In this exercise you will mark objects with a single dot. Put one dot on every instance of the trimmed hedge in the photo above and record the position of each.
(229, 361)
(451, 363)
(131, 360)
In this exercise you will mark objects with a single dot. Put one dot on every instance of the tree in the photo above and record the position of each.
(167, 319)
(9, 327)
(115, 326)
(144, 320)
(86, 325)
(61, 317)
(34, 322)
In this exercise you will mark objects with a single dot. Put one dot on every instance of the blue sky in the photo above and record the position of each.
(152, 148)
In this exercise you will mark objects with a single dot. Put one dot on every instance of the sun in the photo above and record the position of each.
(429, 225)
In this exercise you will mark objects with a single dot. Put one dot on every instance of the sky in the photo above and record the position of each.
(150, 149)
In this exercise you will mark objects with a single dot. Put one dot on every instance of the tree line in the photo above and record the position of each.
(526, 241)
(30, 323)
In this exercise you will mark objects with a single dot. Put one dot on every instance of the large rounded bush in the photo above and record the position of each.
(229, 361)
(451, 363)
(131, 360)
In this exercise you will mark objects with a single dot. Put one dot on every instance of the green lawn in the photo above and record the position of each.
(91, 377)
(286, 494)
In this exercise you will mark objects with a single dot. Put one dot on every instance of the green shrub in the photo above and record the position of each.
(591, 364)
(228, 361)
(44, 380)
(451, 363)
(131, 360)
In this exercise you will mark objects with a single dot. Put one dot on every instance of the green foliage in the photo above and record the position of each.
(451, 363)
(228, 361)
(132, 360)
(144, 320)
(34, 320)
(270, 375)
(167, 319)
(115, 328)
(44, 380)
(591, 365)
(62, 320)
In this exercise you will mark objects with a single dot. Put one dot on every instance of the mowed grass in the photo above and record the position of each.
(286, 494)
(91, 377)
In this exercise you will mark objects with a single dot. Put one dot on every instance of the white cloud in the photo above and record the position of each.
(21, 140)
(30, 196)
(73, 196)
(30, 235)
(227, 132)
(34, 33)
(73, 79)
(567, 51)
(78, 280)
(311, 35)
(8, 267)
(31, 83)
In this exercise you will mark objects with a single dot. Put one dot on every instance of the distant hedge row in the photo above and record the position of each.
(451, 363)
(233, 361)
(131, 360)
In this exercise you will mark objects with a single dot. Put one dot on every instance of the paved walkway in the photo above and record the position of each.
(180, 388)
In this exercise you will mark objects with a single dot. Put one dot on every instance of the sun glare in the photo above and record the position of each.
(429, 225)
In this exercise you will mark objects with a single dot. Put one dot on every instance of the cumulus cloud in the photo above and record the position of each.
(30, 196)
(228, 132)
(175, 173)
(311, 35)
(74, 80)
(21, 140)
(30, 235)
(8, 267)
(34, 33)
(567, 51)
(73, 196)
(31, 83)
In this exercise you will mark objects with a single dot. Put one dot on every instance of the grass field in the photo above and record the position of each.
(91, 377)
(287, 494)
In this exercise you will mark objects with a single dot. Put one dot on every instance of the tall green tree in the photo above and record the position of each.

********

→ **What is expected**
Lay out every line of the entries above as a numbered list, omitting any blank lines.

→ **Exercise result**
1. In this exercise you will mark objects with a single dot. Put one dot on every instance of the trimmed hedge in the photo above and record the position of each.
2. (229, 361)
3. (451, 363)
4. (131, 360)
5. In this exercise you will mark objects with a single dot. Put one dot on every instance of the tree in the photo above and record the position of each.
6. (167, 319)
7. (9, 327)
8. (115, 326)
9. (144, 320)
10. (86, 325)
11. (61, 317)
12. (34, 322)
13. In this exercise you will mark objects with a single dot. Put one dot on every instance of the blue sky in the photo above and record the position of each.
14. (152, 148)
15. In this exercise you will mark objects with a single dot. Put one dot on every instance of the sun in the photo above and record the position of each.
16. (429, 225)
17. In this exercise you will mark objects with a single dot. Put one dot on every instance of the sky in the photo above and record the position of each.
18. (150, 149)
19. In this exercise you will mark objects with a single dot. Put one dot on every instance of the tree line in the photo above and record the position of each.
20. (526, 241)
21. (30, 323)
22. In this exercise you will mark objects with a single dot. Put one dot on every instance of the large rounded bush in the photo above and record the position of each.
23. (229, 361)
24. (451, 363)
25. (131, 360)
26. In this exercise you will mark objects with a single dot. Put one dot on every instance of the green lawn in the photo above and record the position of each.
27. (91, 377)
28. (286, 494)
29. In this exercise you will mark objects with a single dot. Put one dot on every instance of the green shrub in the photo above and record the position of each.
30. (591, 364)
31. (228, 361)
32. (44, 380)
33. (451, 363)
34. (131, 360)
35. In this exercise you will mark objects with a single dot. Put one dot on every instance of the green foliage in the photo above and record the position of each.
36. (451, 363)
37. (228, 361)
38. (132, 360)
39. (144, 320)
40. (34, 320)
41. (270, 375)
42. (167, 319)
43. (115, 328)
44. (44, 380)
45. (591, 365)
46. (62, 320)
47. In this exercise you will mark objects with a single dot. Put one dot on every instance of the mowed grass in the photo above and record the position of each.
48. (286, 494)
49. (91, 377)
50. In this exercise you will mark objects with a single dot. Put one dot on every instance of the white cloud in the photo above and record the position of each.
51. (21, 140)
52. (30, 196)
53. (73, 196)
54. (30, 235)
55. (227, 132)
56. (34, 33)
57. (73, 79)
58. (567, 51)
59. (78, 280)
60. (311, 35)
61. (8, 267)
62. (31, 83)
63. In this exercise you will mark objects with a single dot. Put one dot on every instance of the distant hedge row in the photo above and record the position of each.
64. (451, 363)
65. (233, 361)
66. (131, 360)
67. In this exercise you will mark objects with a single dot. Put one dot on every instance of the paved walkway in the photo above and record the position of each.
68. (180, 388)
69. In this exercise you will mark objects with a single dot. Put one dot on every instance of the sun glare in the photo above and record the position of each.
70. (429, 225)
71. In this exercise you will mark objects with a single dot. Put one dot on every instance of the cumulus cloud in the photo above and record the position of each.
72. (30, 196)
73. (228, 132)
74. (175, 173)
75. (311, 35)
76. (74, 80)
77. (21, 140)
78. (30, 235)
79. (8, 267)
80. (34, 33)
81. (567, 51)
82. (73, 196)
83. (31, 83)
84. In this exercise you will mark objects with a single dot. Put one dot on every instance of the grass field in the photo above and record the position of each.
85. (91, 377)
86. (287, 494)
87. In this exercise you will mark objects with a single dot. Put one dot on every instance of the tall green tree in the photo above and record the position of each.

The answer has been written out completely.